■ **Document segment**
□ □ □ □
Dalata Hotel Group was founded in July 2007 by Pat McCann, former chief executive of the Jurys Doyle Hotel Group. The company made its initial public offering in 2014.

A major expansion occurred in 2014 when Dalata purchased nine of the ten hotels of the Moran Bewleys Hotel Group which were subsequently rebranded to the Maldron or Clayton brands. The Clayton brand name also comes from an originally independent hotel acquired in Galway in 2014. The Clayton Hotel Cork City in Cork, formerly a Clarion Hotel, was acquired by the group in 2016.

In June 2025, Dalata rejected an initial €1.3 billion takeover proposal from a Scandinavian consortium led by Pandox and Eiendomsspar, stating that the offer undervalued the company's strategic position and future growth potential. In July 2025, Dalata agreed to a revised €1.4 billion takeover by the same consortium.

In October 2025, the High Court in Ireland reportedly "sanctioned" the proposed acquisition deal. As of 30 October 2025, the acquisition was expected to become effective on 7 November 2025, following registration with the Companies Registration Office. As part of the acquisition, Scandic Hotels Group entered into a framework agreement with Pandox and Eiendomsspar to acquire the hotel operations of Dalata. In November 2025, it was announced that Pandox and Eiendomsspar had completed the acquisition of the remaining 91.2% stake in the company.

==Properties==
As of May 2024, Dalata operated 23 hotels under the 'Maldron Hotels' brand, 27 under the 'Clayton Hotels' brand and four independently named properties in three countries. By mid-2025, the company operated 55 hotels.
□ □ □ □
Items in a dataset

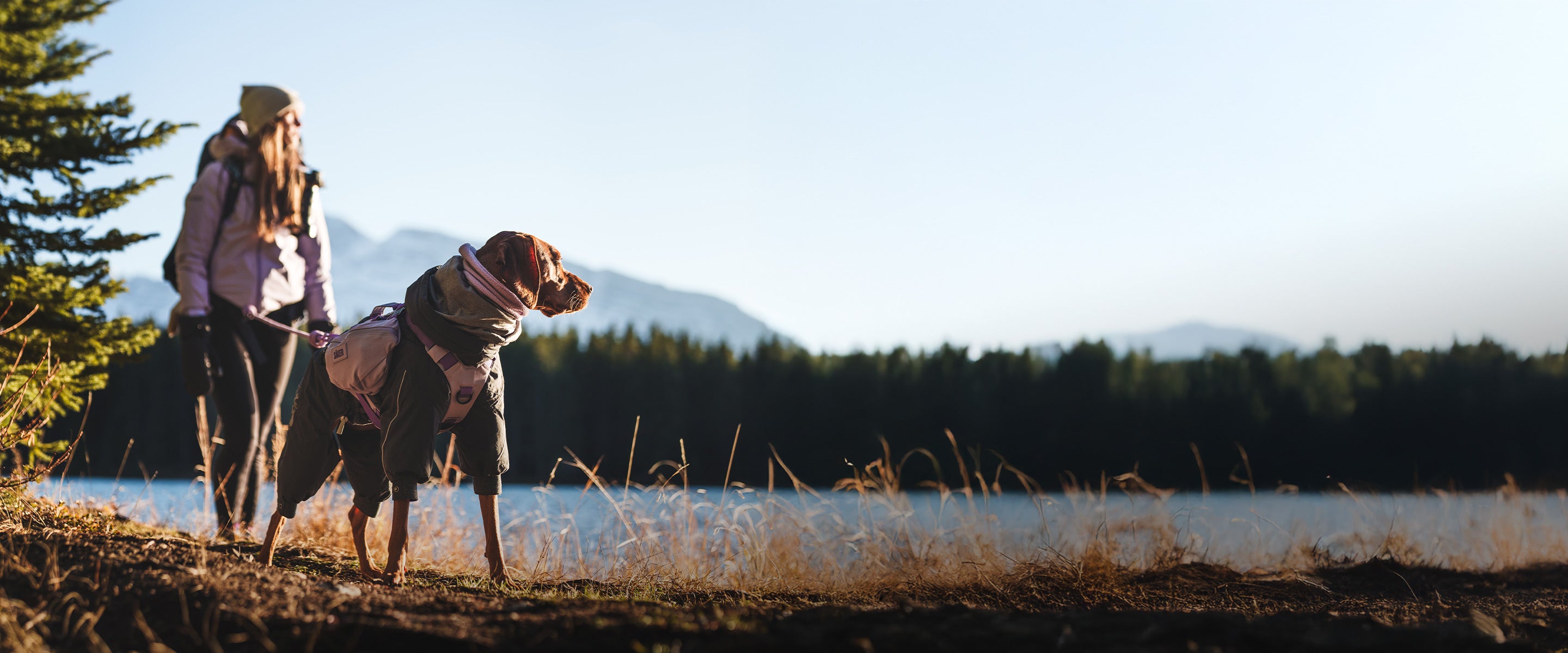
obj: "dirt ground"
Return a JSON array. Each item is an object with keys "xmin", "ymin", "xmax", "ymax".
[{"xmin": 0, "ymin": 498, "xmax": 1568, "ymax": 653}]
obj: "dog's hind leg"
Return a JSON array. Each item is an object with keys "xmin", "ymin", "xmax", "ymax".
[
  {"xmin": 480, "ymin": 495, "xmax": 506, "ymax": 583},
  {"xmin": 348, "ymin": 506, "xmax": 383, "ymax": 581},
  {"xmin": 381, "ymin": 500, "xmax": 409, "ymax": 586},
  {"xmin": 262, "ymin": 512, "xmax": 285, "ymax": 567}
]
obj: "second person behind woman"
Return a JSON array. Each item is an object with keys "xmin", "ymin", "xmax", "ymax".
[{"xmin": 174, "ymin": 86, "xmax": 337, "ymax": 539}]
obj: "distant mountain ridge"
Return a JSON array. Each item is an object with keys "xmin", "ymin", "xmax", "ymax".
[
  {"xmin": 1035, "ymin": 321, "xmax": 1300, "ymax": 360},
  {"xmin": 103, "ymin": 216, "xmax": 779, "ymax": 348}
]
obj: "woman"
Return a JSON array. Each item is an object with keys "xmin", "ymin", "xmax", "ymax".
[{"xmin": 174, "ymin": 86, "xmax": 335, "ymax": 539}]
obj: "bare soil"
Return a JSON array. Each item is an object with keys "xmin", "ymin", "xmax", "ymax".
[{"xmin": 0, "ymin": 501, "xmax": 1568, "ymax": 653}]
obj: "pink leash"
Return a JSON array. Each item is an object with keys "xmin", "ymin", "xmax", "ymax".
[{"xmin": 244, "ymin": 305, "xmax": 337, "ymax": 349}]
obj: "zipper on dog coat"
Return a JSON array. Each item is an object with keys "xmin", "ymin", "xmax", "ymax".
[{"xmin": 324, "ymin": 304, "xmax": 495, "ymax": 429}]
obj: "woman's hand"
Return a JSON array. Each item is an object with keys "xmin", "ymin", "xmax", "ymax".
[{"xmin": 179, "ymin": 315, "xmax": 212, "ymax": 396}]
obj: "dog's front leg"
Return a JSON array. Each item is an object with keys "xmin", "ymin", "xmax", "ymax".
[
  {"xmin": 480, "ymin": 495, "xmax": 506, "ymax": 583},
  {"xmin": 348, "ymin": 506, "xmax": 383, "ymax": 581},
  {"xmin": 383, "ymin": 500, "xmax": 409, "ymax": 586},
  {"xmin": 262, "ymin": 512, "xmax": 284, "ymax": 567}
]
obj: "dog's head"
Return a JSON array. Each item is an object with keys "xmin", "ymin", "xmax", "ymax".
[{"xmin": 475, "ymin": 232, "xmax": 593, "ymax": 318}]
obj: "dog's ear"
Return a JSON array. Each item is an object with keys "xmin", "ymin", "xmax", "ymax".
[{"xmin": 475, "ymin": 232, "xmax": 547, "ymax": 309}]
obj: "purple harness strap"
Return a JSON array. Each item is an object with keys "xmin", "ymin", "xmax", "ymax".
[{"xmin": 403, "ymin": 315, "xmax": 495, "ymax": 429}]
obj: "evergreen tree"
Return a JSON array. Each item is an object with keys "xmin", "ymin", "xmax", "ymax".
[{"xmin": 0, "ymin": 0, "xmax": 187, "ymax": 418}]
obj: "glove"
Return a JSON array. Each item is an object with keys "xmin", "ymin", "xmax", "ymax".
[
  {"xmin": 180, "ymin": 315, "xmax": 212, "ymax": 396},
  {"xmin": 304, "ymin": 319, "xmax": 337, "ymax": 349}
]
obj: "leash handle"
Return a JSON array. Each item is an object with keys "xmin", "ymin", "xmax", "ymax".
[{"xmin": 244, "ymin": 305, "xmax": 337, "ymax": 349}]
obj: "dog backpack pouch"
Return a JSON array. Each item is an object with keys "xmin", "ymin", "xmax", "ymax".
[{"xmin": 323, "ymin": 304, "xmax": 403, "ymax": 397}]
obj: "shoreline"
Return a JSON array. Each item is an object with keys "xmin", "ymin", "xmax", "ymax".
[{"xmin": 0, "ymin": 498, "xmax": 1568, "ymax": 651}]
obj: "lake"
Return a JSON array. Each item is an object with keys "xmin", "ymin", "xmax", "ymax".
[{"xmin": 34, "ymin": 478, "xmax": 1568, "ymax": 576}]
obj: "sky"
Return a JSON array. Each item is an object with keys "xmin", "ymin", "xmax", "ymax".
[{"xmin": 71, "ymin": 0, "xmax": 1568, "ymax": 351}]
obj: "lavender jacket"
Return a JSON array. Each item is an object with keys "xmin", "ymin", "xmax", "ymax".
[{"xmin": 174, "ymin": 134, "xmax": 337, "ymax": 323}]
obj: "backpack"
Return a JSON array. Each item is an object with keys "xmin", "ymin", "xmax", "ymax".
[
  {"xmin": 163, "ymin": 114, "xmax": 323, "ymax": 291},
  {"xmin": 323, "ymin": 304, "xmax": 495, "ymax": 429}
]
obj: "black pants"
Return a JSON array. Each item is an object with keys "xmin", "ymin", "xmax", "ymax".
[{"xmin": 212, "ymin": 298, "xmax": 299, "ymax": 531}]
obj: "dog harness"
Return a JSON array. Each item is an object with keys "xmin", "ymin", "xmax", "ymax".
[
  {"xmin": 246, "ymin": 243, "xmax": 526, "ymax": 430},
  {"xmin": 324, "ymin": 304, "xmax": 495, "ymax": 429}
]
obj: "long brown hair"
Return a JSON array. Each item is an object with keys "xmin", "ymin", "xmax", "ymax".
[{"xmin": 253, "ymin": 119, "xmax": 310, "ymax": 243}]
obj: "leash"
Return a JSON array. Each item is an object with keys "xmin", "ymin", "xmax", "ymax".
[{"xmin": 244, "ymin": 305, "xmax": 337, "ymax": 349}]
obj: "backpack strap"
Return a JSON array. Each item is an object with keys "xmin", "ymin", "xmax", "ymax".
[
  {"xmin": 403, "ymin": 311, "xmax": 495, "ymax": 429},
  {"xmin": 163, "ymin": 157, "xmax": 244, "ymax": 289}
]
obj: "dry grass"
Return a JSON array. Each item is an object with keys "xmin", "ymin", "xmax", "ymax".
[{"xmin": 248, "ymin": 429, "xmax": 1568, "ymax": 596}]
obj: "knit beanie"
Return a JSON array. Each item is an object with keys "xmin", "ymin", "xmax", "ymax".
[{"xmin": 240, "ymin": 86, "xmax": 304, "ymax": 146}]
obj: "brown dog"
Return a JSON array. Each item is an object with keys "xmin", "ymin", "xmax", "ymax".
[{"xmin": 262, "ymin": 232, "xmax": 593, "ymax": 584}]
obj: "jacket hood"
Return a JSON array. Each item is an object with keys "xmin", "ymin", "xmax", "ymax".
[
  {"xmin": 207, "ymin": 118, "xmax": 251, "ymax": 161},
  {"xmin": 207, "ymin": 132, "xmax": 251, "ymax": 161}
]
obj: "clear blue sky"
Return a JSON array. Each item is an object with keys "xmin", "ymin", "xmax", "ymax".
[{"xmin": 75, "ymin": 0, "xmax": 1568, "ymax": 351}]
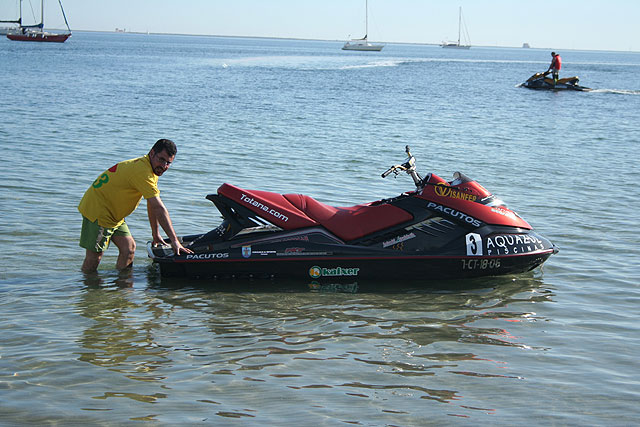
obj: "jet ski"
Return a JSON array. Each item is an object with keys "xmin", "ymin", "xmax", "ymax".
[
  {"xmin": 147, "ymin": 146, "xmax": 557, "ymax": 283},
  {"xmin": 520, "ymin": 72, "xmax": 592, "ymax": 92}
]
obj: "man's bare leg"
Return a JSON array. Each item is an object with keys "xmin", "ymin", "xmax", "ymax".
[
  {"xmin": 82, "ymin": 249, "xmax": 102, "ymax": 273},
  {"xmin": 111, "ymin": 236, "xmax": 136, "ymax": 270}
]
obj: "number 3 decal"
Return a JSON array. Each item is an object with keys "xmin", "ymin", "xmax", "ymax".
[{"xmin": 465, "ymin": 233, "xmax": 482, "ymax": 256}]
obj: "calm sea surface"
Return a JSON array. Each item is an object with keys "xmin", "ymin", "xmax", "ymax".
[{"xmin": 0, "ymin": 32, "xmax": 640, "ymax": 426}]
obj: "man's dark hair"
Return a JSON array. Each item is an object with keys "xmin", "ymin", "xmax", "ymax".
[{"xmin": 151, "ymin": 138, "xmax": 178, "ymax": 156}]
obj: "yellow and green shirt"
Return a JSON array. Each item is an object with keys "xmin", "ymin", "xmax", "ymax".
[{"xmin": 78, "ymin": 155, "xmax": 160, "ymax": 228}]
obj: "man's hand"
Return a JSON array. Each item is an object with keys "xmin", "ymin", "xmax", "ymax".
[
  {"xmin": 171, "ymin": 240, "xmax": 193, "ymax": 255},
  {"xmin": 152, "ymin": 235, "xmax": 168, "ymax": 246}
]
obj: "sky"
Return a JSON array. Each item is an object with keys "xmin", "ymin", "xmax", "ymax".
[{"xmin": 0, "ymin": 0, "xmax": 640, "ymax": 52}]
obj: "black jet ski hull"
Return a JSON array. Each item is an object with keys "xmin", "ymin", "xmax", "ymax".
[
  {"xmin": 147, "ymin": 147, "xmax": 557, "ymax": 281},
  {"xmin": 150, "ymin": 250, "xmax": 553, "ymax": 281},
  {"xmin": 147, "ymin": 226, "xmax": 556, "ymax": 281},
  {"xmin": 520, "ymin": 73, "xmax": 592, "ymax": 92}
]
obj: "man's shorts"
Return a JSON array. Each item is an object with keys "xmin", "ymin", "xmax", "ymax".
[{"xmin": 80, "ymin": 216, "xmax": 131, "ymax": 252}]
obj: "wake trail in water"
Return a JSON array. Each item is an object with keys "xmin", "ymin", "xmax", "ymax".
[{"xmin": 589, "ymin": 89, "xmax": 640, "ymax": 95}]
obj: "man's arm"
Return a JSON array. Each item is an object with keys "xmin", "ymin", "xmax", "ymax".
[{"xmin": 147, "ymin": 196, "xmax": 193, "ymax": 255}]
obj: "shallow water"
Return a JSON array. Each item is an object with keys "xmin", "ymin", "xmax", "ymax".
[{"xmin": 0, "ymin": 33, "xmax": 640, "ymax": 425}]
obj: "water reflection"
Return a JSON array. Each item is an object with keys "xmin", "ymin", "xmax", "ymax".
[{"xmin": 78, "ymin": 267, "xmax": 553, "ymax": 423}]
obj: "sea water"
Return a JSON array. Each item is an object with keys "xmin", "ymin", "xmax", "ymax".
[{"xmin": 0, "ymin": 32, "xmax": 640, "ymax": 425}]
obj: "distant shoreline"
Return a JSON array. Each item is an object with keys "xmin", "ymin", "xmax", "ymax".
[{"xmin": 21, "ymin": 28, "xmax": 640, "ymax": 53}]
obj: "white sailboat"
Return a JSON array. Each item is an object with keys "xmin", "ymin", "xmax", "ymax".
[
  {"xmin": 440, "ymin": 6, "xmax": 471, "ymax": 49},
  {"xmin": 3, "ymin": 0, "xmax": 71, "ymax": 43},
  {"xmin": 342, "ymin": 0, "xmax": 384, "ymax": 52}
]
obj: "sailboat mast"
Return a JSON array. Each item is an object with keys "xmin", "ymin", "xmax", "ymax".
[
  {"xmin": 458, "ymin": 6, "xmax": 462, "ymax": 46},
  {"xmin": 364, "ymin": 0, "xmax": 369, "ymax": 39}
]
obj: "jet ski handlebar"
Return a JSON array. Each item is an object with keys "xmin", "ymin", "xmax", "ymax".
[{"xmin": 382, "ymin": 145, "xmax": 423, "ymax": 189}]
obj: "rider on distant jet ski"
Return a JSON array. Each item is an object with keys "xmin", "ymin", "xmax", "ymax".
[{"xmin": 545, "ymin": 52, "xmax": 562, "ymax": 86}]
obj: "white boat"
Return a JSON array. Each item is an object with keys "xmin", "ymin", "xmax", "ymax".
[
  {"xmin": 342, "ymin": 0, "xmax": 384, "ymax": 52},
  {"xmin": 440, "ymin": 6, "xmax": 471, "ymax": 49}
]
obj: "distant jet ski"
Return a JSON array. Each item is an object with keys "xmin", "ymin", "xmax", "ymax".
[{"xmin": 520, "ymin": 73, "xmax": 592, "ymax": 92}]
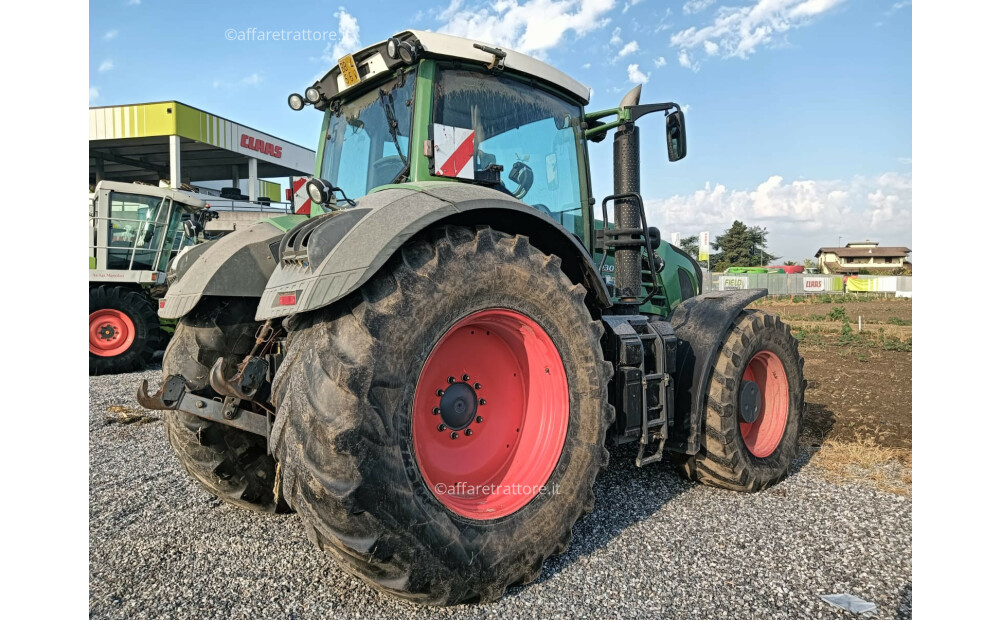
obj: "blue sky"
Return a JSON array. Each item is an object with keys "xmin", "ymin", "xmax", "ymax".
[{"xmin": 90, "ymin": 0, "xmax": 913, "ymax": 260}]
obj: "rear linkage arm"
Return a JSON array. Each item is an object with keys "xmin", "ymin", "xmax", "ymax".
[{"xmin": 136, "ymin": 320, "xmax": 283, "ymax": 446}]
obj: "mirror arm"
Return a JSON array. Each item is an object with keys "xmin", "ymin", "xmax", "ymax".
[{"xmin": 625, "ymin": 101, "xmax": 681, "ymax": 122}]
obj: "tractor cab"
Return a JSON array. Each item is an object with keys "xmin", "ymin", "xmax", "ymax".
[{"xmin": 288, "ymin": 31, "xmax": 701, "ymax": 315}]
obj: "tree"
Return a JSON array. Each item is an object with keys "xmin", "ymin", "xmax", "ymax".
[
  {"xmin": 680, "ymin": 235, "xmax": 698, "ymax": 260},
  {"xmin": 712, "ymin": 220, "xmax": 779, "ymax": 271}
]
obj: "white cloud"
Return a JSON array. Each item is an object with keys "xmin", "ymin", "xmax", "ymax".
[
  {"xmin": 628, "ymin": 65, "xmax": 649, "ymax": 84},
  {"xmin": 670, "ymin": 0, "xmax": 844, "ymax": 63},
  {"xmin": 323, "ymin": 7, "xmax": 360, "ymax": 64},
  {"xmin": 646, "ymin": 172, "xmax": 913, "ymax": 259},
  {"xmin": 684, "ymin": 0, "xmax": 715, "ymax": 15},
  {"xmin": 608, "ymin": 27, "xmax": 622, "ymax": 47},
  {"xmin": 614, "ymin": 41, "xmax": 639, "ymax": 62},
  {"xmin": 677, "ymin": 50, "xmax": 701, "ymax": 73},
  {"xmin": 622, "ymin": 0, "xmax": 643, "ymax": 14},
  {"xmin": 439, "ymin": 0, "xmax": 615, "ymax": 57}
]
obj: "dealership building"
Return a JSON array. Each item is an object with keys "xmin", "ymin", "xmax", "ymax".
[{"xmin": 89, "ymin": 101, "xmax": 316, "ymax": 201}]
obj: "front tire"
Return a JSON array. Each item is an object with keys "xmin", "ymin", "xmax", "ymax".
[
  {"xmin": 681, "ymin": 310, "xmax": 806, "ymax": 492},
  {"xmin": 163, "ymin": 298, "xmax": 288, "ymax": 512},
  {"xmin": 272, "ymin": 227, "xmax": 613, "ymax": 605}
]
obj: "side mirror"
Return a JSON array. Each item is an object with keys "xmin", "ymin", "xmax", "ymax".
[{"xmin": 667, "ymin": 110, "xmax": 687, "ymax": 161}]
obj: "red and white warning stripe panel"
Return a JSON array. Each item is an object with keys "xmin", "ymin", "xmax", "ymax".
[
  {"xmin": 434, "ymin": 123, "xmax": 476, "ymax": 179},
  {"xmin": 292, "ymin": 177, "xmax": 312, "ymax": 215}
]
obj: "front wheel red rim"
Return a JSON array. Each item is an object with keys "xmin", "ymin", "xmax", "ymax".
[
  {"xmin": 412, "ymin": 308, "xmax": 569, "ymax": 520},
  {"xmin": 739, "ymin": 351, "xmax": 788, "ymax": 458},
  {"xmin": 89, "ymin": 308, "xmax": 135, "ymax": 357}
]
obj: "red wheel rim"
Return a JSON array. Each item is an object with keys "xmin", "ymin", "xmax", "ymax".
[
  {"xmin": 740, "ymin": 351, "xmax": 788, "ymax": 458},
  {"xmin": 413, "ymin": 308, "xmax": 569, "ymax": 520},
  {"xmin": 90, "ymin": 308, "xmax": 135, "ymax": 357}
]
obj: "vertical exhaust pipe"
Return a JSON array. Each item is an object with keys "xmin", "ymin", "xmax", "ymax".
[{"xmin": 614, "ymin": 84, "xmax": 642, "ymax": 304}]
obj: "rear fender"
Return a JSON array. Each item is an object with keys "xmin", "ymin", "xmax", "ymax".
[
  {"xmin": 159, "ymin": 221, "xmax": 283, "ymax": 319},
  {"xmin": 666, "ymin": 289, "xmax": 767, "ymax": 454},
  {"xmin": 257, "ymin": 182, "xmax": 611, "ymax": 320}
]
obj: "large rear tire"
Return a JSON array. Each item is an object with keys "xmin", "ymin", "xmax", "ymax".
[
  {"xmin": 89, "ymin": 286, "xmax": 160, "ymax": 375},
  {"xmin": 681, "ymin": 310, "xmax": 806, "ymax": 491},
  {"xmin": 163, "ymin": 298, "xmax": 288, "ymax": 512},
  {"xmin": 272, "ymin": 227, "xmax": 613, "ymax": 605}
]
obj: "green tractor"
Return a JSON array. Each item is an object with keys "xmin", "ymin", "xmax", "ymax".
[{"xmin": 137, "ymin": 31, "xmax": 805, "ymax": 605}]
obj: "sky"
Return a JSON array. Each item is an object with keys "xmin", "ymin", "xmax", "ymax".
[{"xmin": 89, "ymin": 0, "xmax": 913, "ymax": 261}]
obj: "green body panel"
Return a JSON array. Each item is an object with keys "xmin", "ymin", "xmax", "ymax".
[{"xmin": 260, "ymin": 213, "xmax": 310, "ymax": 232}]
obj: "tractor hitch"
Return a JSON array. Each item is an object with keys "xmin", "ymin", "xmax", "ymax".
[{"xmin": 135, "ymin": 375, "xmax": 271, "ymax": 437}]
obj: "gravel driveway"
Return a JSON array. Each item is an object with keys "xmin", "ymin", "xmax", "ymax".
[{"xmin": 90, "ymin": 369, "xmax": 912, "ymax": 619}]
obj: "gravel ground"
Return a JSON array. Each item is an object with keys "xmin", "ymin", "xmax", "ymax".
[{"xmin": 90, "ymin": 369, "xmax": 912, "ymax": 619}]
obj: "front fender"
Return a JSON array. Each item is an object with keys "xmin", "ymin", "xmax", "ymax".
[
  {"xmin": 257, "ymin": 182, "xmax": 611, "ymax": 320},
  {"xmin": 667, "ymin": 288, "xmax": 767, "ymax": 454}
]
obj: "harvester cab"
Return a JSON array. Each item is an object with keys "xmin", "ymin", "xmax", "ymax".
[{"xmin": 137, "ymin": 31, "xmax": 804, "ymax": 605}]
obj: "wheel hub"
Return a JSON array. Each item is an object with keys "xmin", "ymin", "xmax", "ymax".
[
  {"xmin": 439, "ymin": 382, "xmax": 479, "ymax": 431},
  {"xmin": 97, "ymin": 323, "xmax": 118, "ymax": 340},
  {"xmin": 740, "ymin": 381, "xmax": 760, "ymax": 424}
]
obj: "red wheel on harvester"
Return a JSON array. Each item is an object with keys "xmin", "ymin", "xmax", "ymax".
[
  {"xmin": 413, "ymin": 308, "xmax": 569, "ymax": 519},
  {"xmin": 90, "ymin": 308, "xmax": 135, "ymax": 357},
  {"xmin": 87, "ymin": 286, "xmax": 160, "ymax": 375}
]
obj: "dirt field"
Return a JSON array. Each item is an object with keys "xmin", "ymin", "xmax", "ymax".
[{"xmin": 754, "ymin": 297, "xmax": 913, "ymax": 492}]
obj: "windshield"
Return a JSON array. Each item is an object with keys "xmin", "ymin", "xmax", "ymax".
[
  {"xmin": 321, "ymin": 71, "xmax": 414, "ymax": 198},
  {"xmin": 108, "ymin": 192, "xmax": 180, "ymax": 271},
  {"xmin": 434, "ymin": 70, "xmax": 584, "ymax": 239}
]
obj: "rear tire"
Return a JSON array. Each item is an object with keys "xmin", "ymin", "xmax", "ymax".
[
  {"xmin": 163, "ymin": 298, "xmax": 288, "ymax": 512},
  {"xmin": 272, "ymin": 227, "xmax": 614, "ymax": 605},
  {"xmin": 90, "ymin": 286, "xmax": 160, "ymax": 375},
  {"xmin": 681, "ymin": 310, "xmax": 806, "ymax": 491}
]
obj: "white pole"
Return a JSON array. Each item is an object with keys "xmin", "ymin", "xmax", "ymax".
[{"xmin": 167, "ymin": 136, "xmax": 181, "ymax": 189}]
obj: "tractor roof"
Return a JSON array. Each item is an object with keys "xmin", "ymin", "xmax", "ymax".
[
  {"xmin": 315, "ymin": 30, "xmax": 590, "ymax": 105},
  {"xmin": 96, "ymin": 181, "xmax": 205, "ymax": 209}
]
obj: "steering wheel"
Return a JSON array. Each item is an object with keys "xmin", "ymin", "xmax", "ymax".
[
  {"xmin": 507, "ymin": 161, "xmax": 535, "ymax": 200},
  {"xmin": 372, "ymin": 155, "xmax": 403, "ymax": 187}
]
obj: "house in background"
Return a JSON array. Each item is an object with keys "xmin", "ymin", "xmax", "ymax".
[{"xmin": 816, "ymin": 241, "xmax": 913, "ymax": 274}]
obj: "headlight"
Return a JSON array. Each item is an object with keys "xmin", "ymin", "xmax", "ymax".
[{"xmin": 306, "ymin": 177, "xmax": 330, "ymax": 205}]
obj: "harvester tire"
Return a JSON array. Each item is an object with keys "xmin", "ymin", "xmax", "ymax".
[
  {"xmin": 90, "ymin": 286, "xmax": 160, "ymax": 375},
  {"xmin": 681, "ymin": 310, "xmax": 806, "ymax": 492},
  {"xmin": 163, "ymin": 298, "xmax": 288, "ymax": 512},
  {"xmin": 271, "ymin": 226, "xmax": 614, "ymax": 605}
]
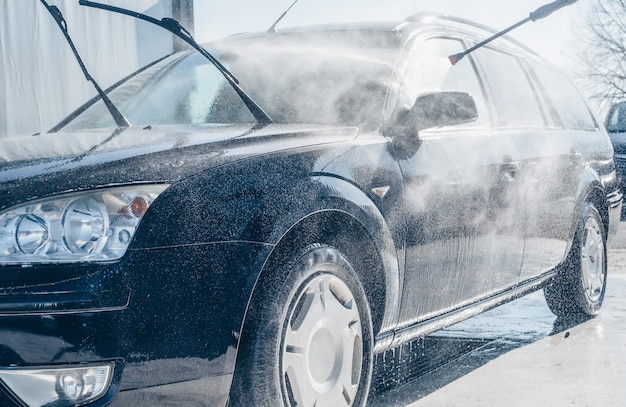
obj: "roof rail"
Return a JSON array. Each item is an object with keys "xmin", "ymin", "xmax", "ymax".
□ □ □ □
■ **Exercise 1**
Return everything in the Dalata Hotel Group text from "Dalata Hotel Group" down to "group in 2016.", copied word for word.
■ **Exercise 2**
Resume the Dalata Hotel Group text from its last sentence and carry it on.
These items have no connection to the text about Dalata Hotel Group.

■ **Your response 1**
Dalata Hotel Group was founded in July 2007 by Pat McCann, former chief executive of the Jurys Doyle Hotel Group. The company made its initial public offering in 2014.

A major expansion occurred in 2014 when Dalata purchased nine of the ten hotels of the Moran Bewleys Hotel Group which were subsequently rebranded to the Maldron or Clayton brands. The Clayton brand name also comes from an originally independent hotel acquired in Galway in 2014. The Clayton Hotel Cork City in Cork, formerly a Clarion Hotel, was acquired by the group in 2016.

■ **Your response 2**
Notable properties include the Clayton Hotel, Limerick, one of the tallest hotels in Ireland, and the Clayton Burlington Hotel, Dublin.

==Controversies==
In August 2024, following the announcement of additional concert dates for the band Oasis in Manchester, several customers reported that their existing reservations at Dalata's Maldron Hotel in Manchester had been cancelled. Some accused the company of cancelling the bookings to relist the rooms at higher prices, with reports of rates increasing up to three times the original cost. Dalata attributed the issue to a technical error in its booking system that occurred on 26–27 August 2024, leading to overbooking for the affected dates. The company denied intentionally cancelling reservations to resell at inflated prices, apologised for the inconvenience, and stated it would honour all bookings made before 26 August 2024. Manchester City Council indicated it would look into the complaints.